▶ 本文抜粋:
--

今回の1月八芝高校演劇企画は、新作を上演してみようということで、春くらいから、第9代もりげき王の榊原明徳くんに台本執筆をお願いしていた。この企画を思いついて、さて、誰に頼もうかと考えていた頃に、たまたまもりげき2階のロビーで会ったので「こんな企画を考えてるんだけど、高校演劇書いてみない?」と打診したところ、即答で「いいっすよ、やりたいです」と言ってくれた。出演者3人くらいで、全員女の子か、まあ、1人くらい男の子がいてもいい、という感じで。
この、3人という人数は、高校演劇の大会でも使いやすいんではないかな? という人数を想定している。少子化の影響もさることながら、演劇部は伝統的に弱小である。各学年に1人ずつなんてこともざらで、学年に2人いれば御の字、みたいな演劇部も少なくない。そして大体女子が多い。そんなところでもなんとか出来るんじゃないかという人数にしてみたのである。出来れば、何年かのちに、八芝発の高校演劇戯曲が、大会で上演されるのを見てみたい。そんな思惑も含みつつ立ち上げた企画なのである。

--

▶ 収集データ:

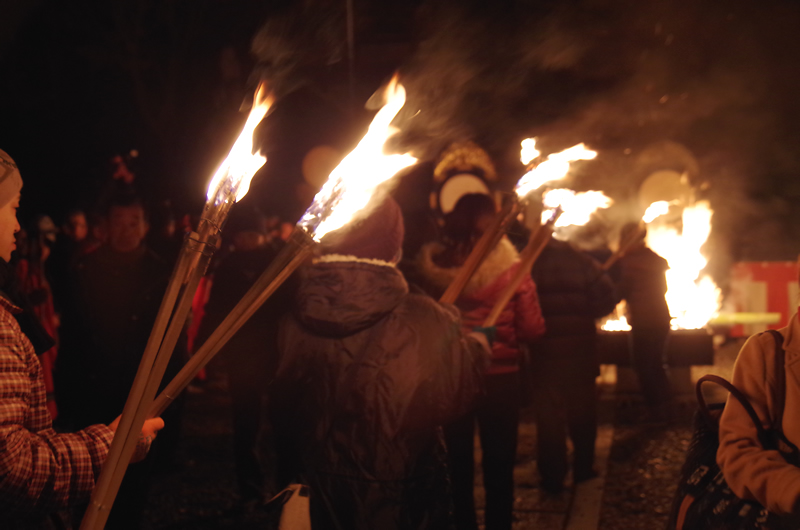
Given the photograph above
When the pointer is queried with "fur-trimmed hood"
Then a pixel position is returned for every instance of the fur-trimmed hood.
(503, 256)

--

▶ 練習問題:
1) 本文抜粋について、次の問いに答えなさい。
(a) 台本執筆を依頼された人物は誰か。
(b) 筆者がその人物と偶然会った場所はどこか。
(c) 筆者が将来見てみたいと述べていることは何か。
2) 本文抜粋の「演劇部は伝統的に弱小である」以降で、演劇部の実情として挙げられている特徴をすべて書き出しなさい。

▶ 解答例:
1)
(a) 第9代もりげき王の榊原明徳くん
(b) もりげき2階のロビー
(c) 何年かのちに、八芝発の高校演劇戯曲が大会で上演されること

2)
・伝統的に弱小である
・各学年に1人ずつということもざらである
・学年に2人いれば御の字という演劇部も少なくない
・大体女子が多い